--- Texto para leitura ---

Indústria de Sorocaba é condenada em R$ 1 milhão por assédio eleitoral

Caso aconteceu nas eleições de 2022; Segundo o MPT, gestores obrigaram empregados a vestirem camisetas da seleção brasileira e proferiram discursos em favor de candidato à presidência da República

Por Da Redação

A decisão é resultado de ação ajuizada pelo Ministério Público do Trabalho (MPT)

Uma empresa de defensivos agrícolas de Sorocaba foi condenada pelo Tribunal Regional do Trabalho da 15ª Região (TRT-15), em segunda instância, a pagar indenização de R$ 1 milhão por danos morais coletivos por assédio eleitoral. A ação é do Ministério Público do Trabalho (MPT). A decisão cabe recurso. 

Segundo o MPT, a indústria foi denunciada durante a campanha eleitoral de 2022, por supostamente coagir trabalhadores a votar no então candidato à reeleição para o cargo de presidente da República, Jair Bolsonaro. Além da indenização, a empresa também deve divulgar um comunicado garantindo que os empregados têm o direito de escolher livremente seus candidatos nas eleições sem sofrer retaliações, em diversos meios digitais. 

A denúncia relatava que os gestores reuniram os empregados em um evento corporativo, em setembro de 2022, no pátio da empresa, e obrigaram os funcionários a vestirem camiseta verde e amarela. Na ocasião, teriam sido feitos discursos pró-Bolsonaro, com o intuito de induzir e coagir o voto dos trabalhadores, o que caracteriza a prática de assédio eleitoral.

O procurador Gustavo Rizzo Ricardo enviou à empresa uma notificação recomendando uma série de medidas, incluindo o compromisso da empresa em não interferir no direito de escolha dos empregados.

Nos autos do processo, a empresa negou que tivesse promovido ato em caráter eleitoral. Justificou que, no mês de setembro, em razão da comemoração do bicentenário da independência, e a propósito da Copa do Mundo de futebol, realizou um “ato cívico”, que contou com a presença da Banda da Polícia Militar do Estado de São Paulo para a execução do hino nacional.

Na ocasião, segundo a empresa, os empregados foram convidados via correio eletrônico e receberam as camisetas da seleção brasileira para usarem no dia do ato, mas “sem caráter vinculante ou obrigatório”, de forma que não seria possível cumprir a notificação do MPT.

---

Lista de tarefas
1. De acordo com a notícia, qual é o valor da indenização que a empresa de Sorocaba foi condenada a pagar?
2. Reescreva de forma mais breve o parágrafo da notícia que começa com "Nos autos do processo", mantendo os fatos principais.
3. Altere o trecho da notícia que vai de "Caso aconteceu nas" até "pelo Ministério Público do Trabalho (MPT)", inclusive, trocando "gestores" por "dirigentes".

--- Dados ---

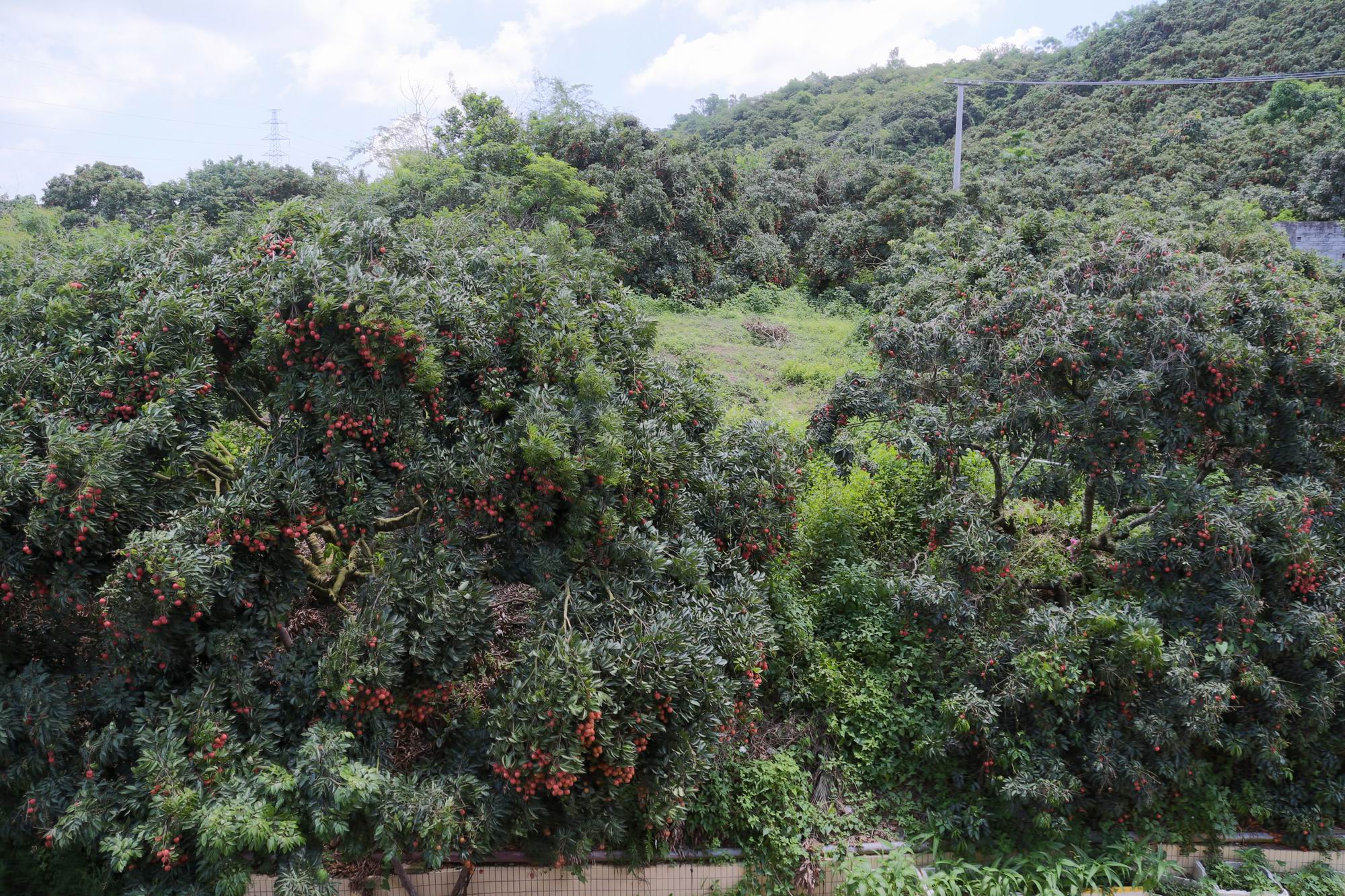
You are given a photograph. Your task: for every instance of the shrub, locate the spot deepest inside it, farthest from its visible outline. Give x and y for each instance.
(357, 537)
(1137, 580)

---

Respostas das tarefas
1. R$ 1 milhão, por danos morais coletivos.

2. No processo, a empresa negou ter promovido ato eleitoral. Alegou que, em setembro, fez um "ato cívico" pelo bicentenário da independência e pela Copa do Mundo, com a Banda da Polícia Militar do Estado de São Paulo executando o hino nacional.

3.
Caso aconteceu nas eleições de 2022; Segundo o MPT, dirigentes obrigaram empregados a vestirem camisetas da seleção brasileira e proferiram discursos em favor de candidato à presidência da República

Por Da Redação

A decisão é resultado de ação ajuizada pelo Ministério Público do Trabalho (MPT)